- **PASSAGE FOR REVIEW**
I’ve been an OBGyn for 13 years and love the quirky, funny, and sometimes head-tilting questions I get asked about lady parts. But sometimes the questions women approach me with seem juvenile, not because they’re uneducated, but because we’re uneducated as a whole.
Why is it that so many women have so little knowledge about their own anatomy?
Possibly because it’s a potential space, and it’s hidden. Yes, I can put an illuminated speculum (ouch!) up in there and shed some light on the matter, but, generally it’s an “idea of a space”, as opposed to one we actually see. And unless I videotape the speculum exam of you, it’s likely that in your lifetime, you’ll never be able to see what the inside of your vagina looks like.
Compare this to a man’s sex organ, the penis, which is a flag that practically flies itself.
Being an OBGyn means discussing everything (and I mean everything) that can possibly come up about a woman’s unique anatomy. That said, the vast majority of women approach me with the same 5 questions—it’s time to address them once and for all.

- **GIVEN INFORMATION**
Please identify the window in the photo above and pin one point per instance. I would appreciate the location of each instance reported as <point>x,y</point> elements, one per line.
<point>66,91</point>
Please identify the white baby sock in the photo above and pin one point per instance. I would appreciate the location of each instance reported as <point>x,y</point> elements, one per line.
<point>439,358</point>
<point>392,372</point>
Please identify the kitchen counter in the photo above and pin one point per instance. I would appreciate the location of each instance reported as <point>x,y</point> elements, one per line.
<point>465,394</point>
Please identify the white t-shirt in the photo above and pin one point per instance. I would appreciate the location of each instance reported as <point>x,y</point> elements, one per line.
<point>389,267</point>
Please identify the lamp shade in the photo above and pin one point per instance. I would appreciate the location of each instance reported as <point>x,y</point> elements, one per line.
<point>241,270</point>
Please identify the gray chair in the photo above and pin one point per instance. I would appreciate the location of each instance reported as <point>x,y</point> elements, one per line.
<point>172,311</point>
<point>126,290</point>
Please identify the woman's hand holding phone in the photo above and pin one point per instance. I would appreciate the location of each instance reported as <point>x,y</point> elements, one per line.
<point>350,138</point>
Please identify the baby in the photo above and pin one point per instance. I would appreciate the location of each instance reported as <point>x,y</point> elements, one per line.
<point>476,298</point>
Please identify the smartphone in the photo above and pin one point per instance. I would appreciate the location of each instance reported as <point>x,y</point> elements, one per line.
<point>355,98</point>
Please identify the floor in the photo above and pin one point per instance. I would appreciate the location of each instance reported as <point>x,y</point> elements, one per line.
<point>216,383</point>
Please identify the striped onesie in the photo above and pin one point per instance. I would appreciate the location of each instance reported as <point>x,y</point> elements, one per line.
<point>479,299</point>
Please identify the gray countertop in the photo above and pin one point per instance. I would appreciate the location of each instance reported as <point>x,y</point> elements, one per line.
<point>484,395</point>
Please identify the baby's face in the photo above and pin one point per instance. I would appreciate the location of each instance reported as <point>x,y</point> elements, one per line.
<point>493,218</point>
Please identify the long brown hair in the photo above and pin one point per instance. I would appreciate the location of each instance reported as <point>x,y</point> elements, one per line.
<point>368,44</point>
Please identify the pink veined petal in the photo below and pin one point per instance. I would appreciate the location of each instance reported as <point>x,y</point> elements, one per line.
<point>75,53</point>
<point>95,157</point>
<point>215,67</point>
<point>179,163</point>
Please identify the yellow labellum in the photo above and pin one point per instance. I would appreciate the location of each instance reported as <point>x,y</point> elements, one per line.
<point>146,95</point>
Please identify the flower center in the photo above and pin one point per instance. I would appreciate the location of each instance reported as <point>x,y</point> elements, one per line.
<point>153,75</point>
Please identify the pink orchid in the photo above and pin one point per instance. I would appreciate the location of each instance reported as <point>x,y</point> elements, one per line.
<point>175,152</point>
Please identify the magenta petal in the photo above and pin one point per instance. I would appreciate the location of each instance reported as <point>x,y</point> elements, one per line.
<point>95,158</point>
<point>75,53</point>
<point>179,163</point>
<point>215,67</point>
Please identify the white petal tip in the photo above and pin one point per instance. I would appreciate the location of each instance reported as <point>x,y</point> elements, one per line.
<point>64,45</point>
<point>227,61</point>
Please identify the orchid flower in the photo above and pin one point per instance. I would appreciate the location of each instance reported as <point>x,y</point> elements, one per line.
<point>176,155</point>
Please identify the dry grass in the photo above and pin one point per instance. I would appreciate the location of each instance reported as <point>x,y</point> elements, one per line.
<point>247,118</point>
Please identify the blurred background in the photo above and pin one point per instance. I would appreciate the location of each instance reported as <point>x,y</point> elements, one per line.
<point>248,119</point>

- **TASK BRIEF**
Translate this sentence from the passage on questions women ask their OBGyn into Spanish: "Why is it that so many women have so little knowledge about their own anatomy?"

- **EXERCISE SOLUTION**
¿Por qué será que tantas mujeres tienen tan poco conocimiento sobre su propia anatomía?